Reproduce the lines of the listing below verbatim, from the line containing "Pinpoint the tan" to the line containing "xmin=0 ymin=314 xmax=670 ymax=445", including both of those lines and nothing else.

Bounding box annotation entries
┄┄┄┄┄┄┄┄┄┄
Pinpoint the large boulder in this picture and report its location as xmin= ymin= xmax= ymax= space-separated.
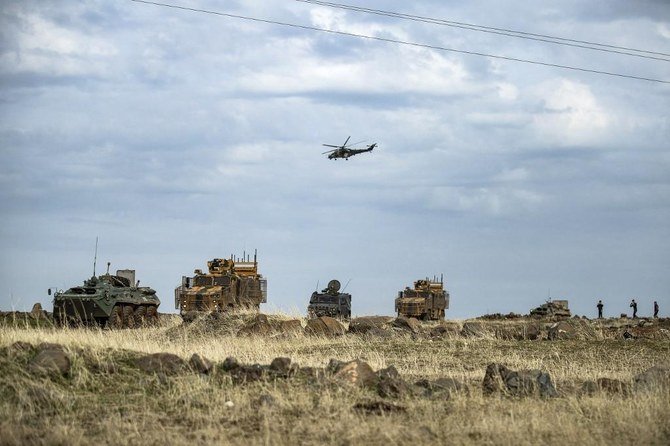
xmin=305 ymin=316 xmax=346 ymax=337
xmin=188 ymin=353 xmax=214 ymax=375
xmin=377 ymin=366 xmax=410 ymax=398
xmin=430 ymin=322 xmax=461 ymax=339
xmin=633 ymin=364 xmax=670 ymax=391
xmin=237 ymin=313 xmax=274 ymax=336
xmin=393 ymin=316 xmax=421 ymax=333
xmin=482 ymin=363 xmax=558 ymax=397
xmin=28 ymin=344 xmax=71 ymax=376
xmin=135 ymin=353 xmax=189 ymax=375
xmin=580 ymin=378 xmax=630 ymax=395
xmin=547 ymin=321 xmax=577 ymax=341
xmin=349 ymin=316 xmax=393 ymax=334
xmin=461 ymin=322 xmax=488 ymax=338
xmin=333 ymin=359 xmax=379 ymax=388
xmin=274 ymin=319 xmax=304 ymax=336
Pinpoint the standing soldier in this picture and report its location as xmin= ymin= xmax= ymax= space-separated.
xmin=629 ymin=299 xmax=637 ymax=319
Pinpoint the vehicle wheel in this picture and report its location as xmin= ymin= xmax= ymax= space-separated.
xmin=123 ymin=305 xmax=135 ymax=328
xmin=107 ymin=305 xmax=123 ymax=330
xmin=145 ymin=305 xmax=158 ymax=325
xmin=135 ymin=306 xmax=147 ymax=327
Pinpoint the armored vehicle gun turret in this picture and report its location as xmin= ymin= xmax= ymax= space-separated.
xmin=530 ymin=300 xmax=572 ymax=319
xmin=175 ymin=253 xmax=267 ymax=315
xmin=395 ymin=277 xmax=449 ymax=320
xmin=307 ymin=279 xmax=351 ymax=319
xmin=49 ymin=263 xmax=160 ymax=328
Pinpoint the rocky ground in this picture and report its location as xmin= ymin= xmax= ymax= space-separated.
xmin=0 ymin=314 xmax=670 ymax=444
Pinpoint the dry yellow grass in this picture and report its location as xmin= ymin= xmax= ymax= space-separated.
xmin=0 ymin=321 xmax=670 ymax=445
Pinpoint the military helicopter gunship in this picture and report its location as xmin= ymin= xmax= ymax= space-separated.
xmin=49 ymin=262 xmax=160 ymax=328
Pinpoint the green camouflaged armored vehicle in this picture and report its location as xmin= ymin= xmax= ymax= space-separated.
xmin=49 ymin=263 xmax=160 ymax=328
xmin=307 ymin=279 xmax=351 ymax=320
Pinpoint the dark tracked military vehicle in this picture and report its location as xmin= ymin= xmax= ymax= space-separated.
xmin=307 ymin=280 xmax=351 ymax=319
xmin=49 ymin=263 xmax=160 ymax=328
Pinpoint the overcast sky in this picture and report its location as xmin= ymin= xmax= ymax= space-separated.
xmin=0 ymin=0 xmax=670 ymax=318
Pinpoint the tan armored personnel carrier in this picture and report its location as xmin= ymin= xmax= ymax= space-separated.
xmin=395 ymin=277 xmax=449 ymax=320
xmin=530 ymin=300 xmax=572 ymax=319
xmin=175 ymin=253 xmax=267 ymax=314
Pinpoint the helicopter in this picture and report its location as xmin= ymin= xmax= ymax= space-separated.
xmin=321 ymin=136 xmax=377 ymax=161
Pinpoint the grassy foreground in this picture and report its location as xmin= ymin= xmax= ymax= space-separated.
xmin=0 ymin=314 xmax=670 ymax=445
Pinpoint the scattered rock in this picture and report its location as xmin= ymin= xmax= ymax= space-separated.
xmin=221 ymin=356 xmax=240 ymax=372
xmin=135 ymin=353 xmax=188 ymax=375
xmin=30 ymin=302 xmax=47 ymax=319
xmin=188 ymin=353 xmax=214 ymax=375
xmin=430 ymin=322 xmax=461 ymax=339
xmin=305 ymin=316 xmax=346 ymax=337
xmin=393 ymin=316 xmax=421 ymax=333
xmin=633 ymin=364 xmax=670 ymax=391
xmin=366 ymin=328 xmax=393 ymax=339
xmin=254 ymin=393 xmax=277 ymax=408
xmin=353 ymin=401 xmax=407 ymax=415
xmin=28 ymin=345 xmax=71 ymax=376
xmin=596 ymin=378 xmax=630 ymax=395
xmin=7 ymin=341 xmax=33 ymax=354
xmin=547 ymin=321 xmax=577 ymax=341
xmin=237 ymin=313 xmax=274 ymax=336
xmin=377 ymin=366 xmax=410 ymax=398
xmin=270 ymin=358 xmax=298 ymax=377
xmin=349 ymin=316 xmax=393 ymax=334
xmin=579 ymin=381 xmax=600 ymax=396
xmin=230 ymin=364 xmax=265 ymax=384
xmin=333 ymin=359 xmax=379 ymax=388
xmin=275 ymin=319 xmax=304 ymax=335
xmin=326 ymin=358 xmax=346 ymax=375
xmin=461 ymin=322 xmax=487 ymax=338
xmin=482 ymin=363 xmax=558 ymax=397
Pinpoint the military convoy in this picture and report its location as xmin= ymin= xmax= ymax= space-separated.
xmin=307 ymin=279 xmax=351 ymax=320
xmin=174 ymin=253 xmax=267 ymax=315
xmin=49 ymin=246 xmax=456 ymax=328
xmin=49 ymin=263 xmax=160 ymax=328
xmin=395 ymin=277 xmax=449 ymax=320
xmin=530 ymin=300 xmax=572 ymax=319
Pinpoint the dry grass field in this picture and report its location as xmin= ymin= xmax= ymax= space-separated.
xmin=0 ymin=316 xmax=670 ymax=445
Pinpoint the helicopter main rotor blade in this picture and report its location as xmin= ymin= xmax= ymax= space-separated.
xmin=349 ymin=139 xmax=367 ymax=147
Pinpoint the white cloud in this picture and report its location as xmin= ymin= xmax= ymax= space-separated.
xmin=532 ymin=79 xmax=613 ymax=146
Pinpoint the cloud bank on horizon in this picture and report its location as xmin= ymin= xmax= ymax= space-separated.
xmin=0 ymin=0 xmax=670 ymax=318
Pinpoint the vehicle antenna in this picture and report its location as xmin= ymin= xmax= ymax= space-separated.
xmin=93 ymin=236 xmax=98 ymax=277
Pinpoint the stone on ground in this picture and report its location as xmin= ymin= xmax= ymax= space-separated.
xmin=135 ymin=353 xmax=188 ymax=375
xmin=305 ymin=316 xmax=346 ymax=337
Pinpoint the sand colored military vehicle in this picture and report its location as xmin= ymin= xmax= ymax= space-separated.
xmin=395 ymin=277 xmax=449 ymax=320
xmin=49 ymin=263 xmax=160 ymax=328
xmin=307 ymin=279 xmax=351 ymax=319
xmin=175 ymin=253 xmax=267 ymax=314
xmin=530 ymin=300 xmax=572 ymax=319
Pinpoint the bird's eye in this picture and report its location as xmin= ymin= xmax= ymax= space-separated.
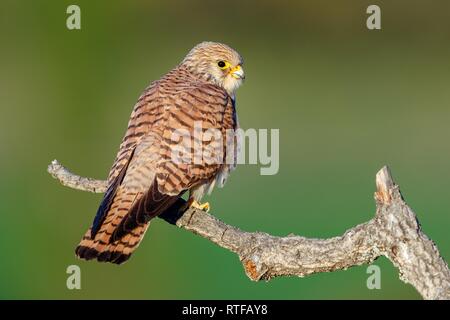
xmin=217 ymin=61 xmax=227 ymax=69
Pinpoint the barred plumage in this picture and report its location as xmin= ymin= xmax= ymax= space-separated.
xmin=76 ymin=42 xmax=243 ymax=263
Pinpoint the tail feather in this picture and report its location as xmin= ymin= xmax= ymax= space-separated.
xmin=75 ymin=187 xmax=149 ymax=264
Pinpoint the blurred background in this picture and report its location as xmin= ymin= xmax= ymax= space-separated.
xmin=0 ymin=0 xmax=450 ymax=299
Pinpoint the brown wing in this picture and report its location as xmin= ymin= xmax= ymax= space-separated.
xmin=76 ymin=64 xmax=233 ymax=263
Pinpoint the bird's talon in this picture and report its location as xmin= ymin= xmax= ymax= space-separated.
xmin=191 ymin=200 xmax=211 ymax=212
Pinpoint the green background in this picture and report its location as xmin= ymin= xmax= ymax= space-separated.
xmin=0 ymin=0 xmax=450 ymax=299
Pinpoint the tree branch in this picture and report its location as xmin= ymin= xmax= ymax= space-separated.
xmin=48 ymin=160 xmax=450 ymax=299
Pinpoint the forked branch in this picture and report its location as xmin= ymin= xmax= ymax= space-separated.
xmin=48 ymin=160 xmax=450 ymax=299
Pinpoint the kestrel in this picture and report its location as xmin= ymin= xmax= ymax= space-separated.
xmin=76 ymin=42 xmax=244 ymax=264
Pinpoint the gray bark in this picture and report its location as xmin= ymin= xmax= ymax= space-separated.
xmin=48 ymin=160 xmax=450 ymax=300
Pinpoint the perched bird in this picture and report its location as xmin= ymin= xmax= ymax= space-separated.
xmin=76 ymin=42 xmax=245 ymax=264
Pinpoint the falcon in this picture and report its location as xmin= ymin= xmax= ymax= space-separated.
xmin=75 ymin=42 xmax=245 ymax=264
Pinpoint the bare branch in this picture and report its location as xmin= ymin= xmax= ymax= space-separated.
xmin=48 ymin=160 xmax=450 ymax=299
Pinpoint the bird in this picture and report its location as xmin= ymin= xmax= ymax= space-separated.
xmin=75 ymin=41 xmax=245 ymax=264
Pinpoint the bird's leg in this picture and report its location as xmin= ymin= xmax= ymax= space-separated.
xmin=189 ymin=199 xmax=211 ymax=212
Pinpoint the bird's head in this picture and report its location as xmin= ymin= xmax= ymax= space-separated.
xmin=182 ymin=42 xmax=245 ymax=96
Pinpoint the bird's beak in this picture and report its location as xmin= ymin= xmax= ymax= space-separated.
xmin=230 ymin=64 xmax=245 ymax=79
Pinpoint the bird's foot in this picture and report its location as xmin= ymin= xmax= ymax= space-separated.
xmin=189 ymin=200 xmax=211 ymax=212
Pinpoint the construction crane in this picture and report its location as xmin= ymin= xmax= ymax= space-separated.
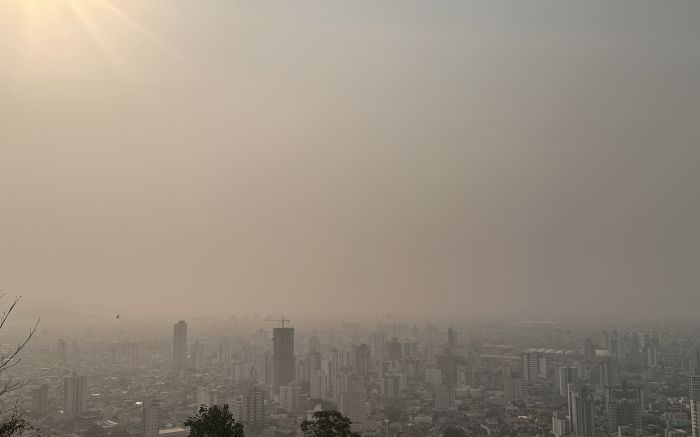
xmin=265 ymin=316 xmax=291 ymax=328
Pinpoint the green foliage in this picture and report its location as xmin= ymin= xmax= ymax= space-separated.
xmin=301 ymin=411 xmax=360 ymax=437
xmin=0 ymin=414 xmax=36 ymax=437
xmin=185 ymin=405 xmax=245 ymax=437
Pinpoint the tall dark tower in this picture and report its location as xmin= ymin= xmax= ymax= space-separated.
xmin=173 ymin=320 xmax=187 ymax=370
xmin=272 ymin=328 xmax=294 ymax=391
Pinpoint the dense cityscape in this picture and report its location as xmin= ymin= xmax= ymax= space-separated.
xmin=0 ymin=0 xmax=700 ymax=437
xmin=3 ymin=316 xmax=700 ymax=437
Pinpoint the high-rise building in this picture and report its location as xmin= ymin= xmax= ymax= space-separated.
xmin=569 ymin=386 xmax=596 ymax=437
xmin=309 ymin=369 xmax=328 ymax=399
xmin=425 ymin=367 xmax=442 ymax=385
xmin=644 ymin=344 xmax=659 ymax=368
xmin=192 ymin=341 xmax=206 ymax=372
xmin=583 ymin=338 xmax=595 ymax=361
xmin=599 ymin=359 xmax=620 ymax=387
xmin=435 ymin=384 xmax=456 ymax=411
xmin=537 ymin=355 xmax=548 ymax=379
xmin=63 ymin=374 xmax=88 ymax=416
xmin=32 ymin=384 xmax=49 ymax=417
xmin=339 ymin=381 xmax=367 ymax=429
xmin=552 ymin=411 xmax=571 ymax=437
xmin=520 ymin=352 xmax=546 ymax=384
xmin=447 ymin=326 xmax=457 ymax=347
xmin=143 ymin=398 xmax=163 ymax=437
xmin=369 ymin=332 xmax=386 ymax=359
xmin=280 ymin=384 xmax=301 ymax=412
xmin=435 ymin=353 xmax=457 ymax=385
xmin=355 ymin=344 xmax=372 ymax=375
xmin=605 ymin=380 xmax=644 ymax=431
xmin=559 ymin=366 xmax=578 ymax=398
xmin=197 ymin=387 xmax=219 ymax=407
xmin=272 ymin=328 xmax=295 ymax=391
xmin=246 ymin=386 xmax=265 ymax=423
xmin=309 ymin=335 xmax=321 ymax=354
xmin=173 ymin=320 xmax=187 ymax=370
xmin=503 ymin=373 xmax=527 ymax=401
xmin=688 ymin=372 xmax=700 ymax=437
xmin=235 ymin=386 xmax=265 ymax=423
xmin=380 ymin=374 xmax=401 ymax=397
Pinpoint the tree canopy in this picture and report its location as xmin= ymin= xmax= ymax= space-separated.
xmin=301 ymin=411 xmax=360 ymax=437
xmin=185 ymin=405 xmax=245 ymax=437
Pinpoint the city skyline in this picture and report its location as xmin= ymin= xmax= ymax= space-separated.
xmin=0 ymin=0 xmax=700 ymax=318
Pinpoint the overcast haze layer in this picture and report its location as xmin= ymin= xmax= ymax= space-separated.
xmin=0 ymin=0 xmax=700 ymax=318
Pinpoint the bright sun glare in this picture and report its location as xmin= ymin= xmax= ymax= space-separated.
xmin=10 ymin=0 xmax=179 ymax=75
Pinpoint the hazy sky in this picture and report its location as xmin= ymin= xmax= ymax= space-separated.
xmin=0 ymin=0 xmax=700 ymax=317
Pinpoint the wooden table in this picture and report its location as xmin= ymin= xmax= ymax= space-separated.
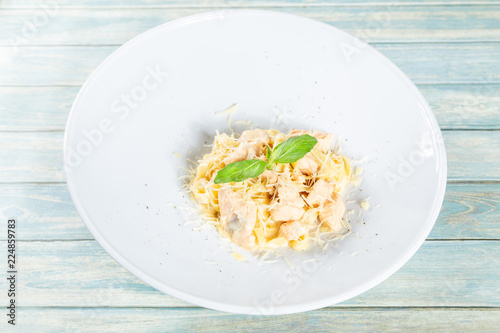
xmin=0 ymin=0 xmax=500 ymax=332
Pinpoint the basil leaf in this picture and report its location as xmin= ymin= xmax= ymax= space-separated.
xmin=269 ymin=134 xmax=318 ymax=164
xmin=214 ymin=160 xmax=267 ymax=184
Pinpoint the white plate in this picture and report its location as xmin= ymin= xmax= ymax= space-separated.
xmin=64 ymin=10 xmax=446 ymax=314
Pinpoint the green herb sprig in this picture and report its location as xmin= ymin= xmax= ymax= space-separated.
xmin=214 ymin=134 xmax=318 ymax=184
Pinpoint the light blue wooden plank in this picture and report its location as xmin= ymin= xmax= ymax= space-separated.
xmin=0 ymin=131 xmax=500 ymax=183
xmin=0 ymin=132 xmax=65 ymax=183
xmin=0 ymin=3 xmax=500 ymax=45
xmin=0 ymin=184 xmax=500 ymax=240
xmin=0 ymin=87 xmax=80 ymax=131
xmin=444 ymin=131 xmax=500 ymax=180
xmin=0 ymin=43 xmax=500 ymax=86
xmin=0 ymin=239 xmax=500 ymax=307
xmin=0 ymin=84 xmax=500 ymax=131
xmin=0 ymin=184 xmax=94 ymax=240
xmin=17 ymin=308 xmax=500 ymax=333
xmin=418 ymin=84 xmax=500 ymax=129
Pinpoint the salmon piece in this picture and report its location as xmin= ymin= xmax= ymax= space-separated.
xmin=222 ymin=142 xmax=264 ymax=164
xmin=219 ymin=186 xmax=257 ymax=249
xmin=269 ymin=186 xmax=305 ymax=222
xmin=288 ymin=129 xmax=333 ymax=153
xmin=319 ymin=193 xmax=345 ymax=232
xmin=307 ymin=178 xmax=335 ymax=207
xmin=295 ymin=156 xmax=319 ymax=176
xmin=240 ymin=129 xmax=271 ymax=144
xmin=280 ymin=221 xmax=309 ymax=241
┄┄┄┄┄┄┄┄┄┄
[CORRECT OUTPUT]:
Pinpoint the tan armored personnel carrier in this picture and report its location as xmin= ymin= xmax= ymax= space-separated.
xmin=395 ymin=277 xmax=449 ymax=320
xmin=530 ymin=300 xmax=572 ymax=319
xmin=175 ymin=253 xmax=267 ymax=314
Pinpoint the helicopter in this picture and report its location as xmin= ymin= xmax= ymax= space-separated.
xmin=321 ymin=136 xmax=377 ymax=161
Pinpoint the grassy foreground in this picture and report its location as xmin= ymin= xmax= ymax= space-separated.
xmin=0 ymin=314 xmax=670 ymax=445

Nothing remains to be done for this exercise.